TEXTO DADO -
+++
Todo sugiere que era más un espíritu sofisticado que otra cosa. Había, desde luego, una solemnidad de base en la autoridad realista y una oposición a priori a la algarabía y los festejos populares, percibidos prontamente como fuente de desórdenes y foco propiciador de la subversión patriota. Hay aquí una asociación de la juerga colectiva y el sexo noctámbulo en las pulperías y otros sitios de mala muerte, con el espíritu díscolo que propiciaba la independencia, una identificación de la sexualidad con ese espíritu subversivo. Sinonimia que redundaba en que las prohibiciones realistas relativas al sexo o la juerga fueran vividas por la población como un freno a la independencia en germen. En 1816, y antes de retirarse del gobierno de Chile, el propio Del Pont dictó un bando prohibiendo los carnavales en un edicto aparecido en La Aurora de Chile, muy detallado en sus objetivos:

Teniendo acreditada por la experiencia las fatales y frecuentes desgracias que resultan de los graves abusos que se ejecutan en las calles y plazas de esta Capital en los días de Carnestolendas [carnavales] […], ORDENO Y MANDO que ninguna persona estante, habitante o transeúnte de cualquier calidad, clase o condición que sea, pueda jugar los recordados juegos u otros, como máscaras, disfraces, corredurías a caballo, juntas o bailes, que provoquen reunión de jentes o causen bullicio.
+++
ENTRADAS DE DATOS -

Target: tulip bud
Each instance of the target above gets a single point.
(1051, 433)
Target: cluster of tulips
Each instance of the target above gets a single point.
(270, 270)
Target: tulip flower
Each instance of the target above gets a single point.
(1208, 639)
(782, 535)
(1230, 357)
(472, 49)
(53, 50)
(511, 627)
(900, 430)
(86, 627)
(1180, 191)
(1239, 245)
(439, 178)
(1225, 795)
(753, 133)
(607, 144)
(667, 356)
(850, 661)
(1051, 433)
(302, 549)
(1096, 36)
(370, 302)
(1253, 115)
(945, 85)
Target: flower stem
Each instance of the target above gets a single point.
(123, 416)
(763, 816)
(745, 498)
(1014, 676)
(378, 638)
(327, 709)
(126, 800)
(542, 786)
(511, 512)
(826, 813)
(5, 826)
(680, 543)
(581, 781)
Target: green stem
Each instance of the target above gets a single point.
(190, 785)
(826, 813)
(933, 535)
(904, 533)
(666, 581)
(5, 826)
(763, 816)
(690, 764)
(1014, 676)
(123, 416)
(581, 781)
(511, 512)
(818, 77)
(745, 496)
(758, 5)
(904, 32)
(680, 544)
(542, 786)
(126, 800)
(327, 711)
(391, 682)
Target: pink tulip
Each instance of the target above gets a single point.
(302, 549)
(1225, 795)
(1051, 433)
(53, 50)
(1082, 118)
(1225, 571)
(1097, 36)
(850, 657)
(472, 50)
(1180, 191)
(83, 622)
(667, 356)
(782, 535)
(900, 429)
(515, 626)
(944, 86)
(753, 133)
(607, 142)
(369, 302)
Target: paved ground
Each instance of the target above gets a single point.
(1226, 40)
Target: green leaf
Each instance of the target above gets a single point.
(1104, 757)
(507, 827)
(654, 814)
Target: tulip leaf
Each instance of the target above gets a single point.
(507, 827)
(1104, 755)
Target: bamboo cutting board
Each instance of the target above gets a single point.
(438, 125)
+++
EJERCICIO A -
Reproduce el pasaje del texto dado que va desde "Teniendo acreditada por" hasta "o causen bullicio.", ambos incluidos.
EJERCICIO B -
Responde según el texto dado:
(i) ¿En qué año dictó Del Pont el bando que prohibía los carnavales?
(ii) ¿En qué publicación apareció ese edicto?
(iii) ¿Cómo percibía la autoridad realista la algarabía y los festejos populares?

SOLUCIÓN ESCRITA A -
Teniendo acreditada por la experiencia las fatales y frecuentes desgracias que resultan de los graves abusos que se ejecutan en las calles y plazas de esta Capital en los días de Carnestolendas [carnavales] […], ORDENO Y MANDO que ninguna persona estante, habitante o transeúnte de cualquier calidad, clase o condición que sea, pueda jugar los recordados juegos u otros, como máscaras, disfraces, corredurías a caballo, juntas o bailes, que provoquen reunión de jentes o causen bullicio.

SOLUCIÓN ESCRITA B -
(i) En 1816.
(ii) En La Aurora de Chile.
(iii) Como fuente de desórdenes y foco propiciador de la subversión patriota.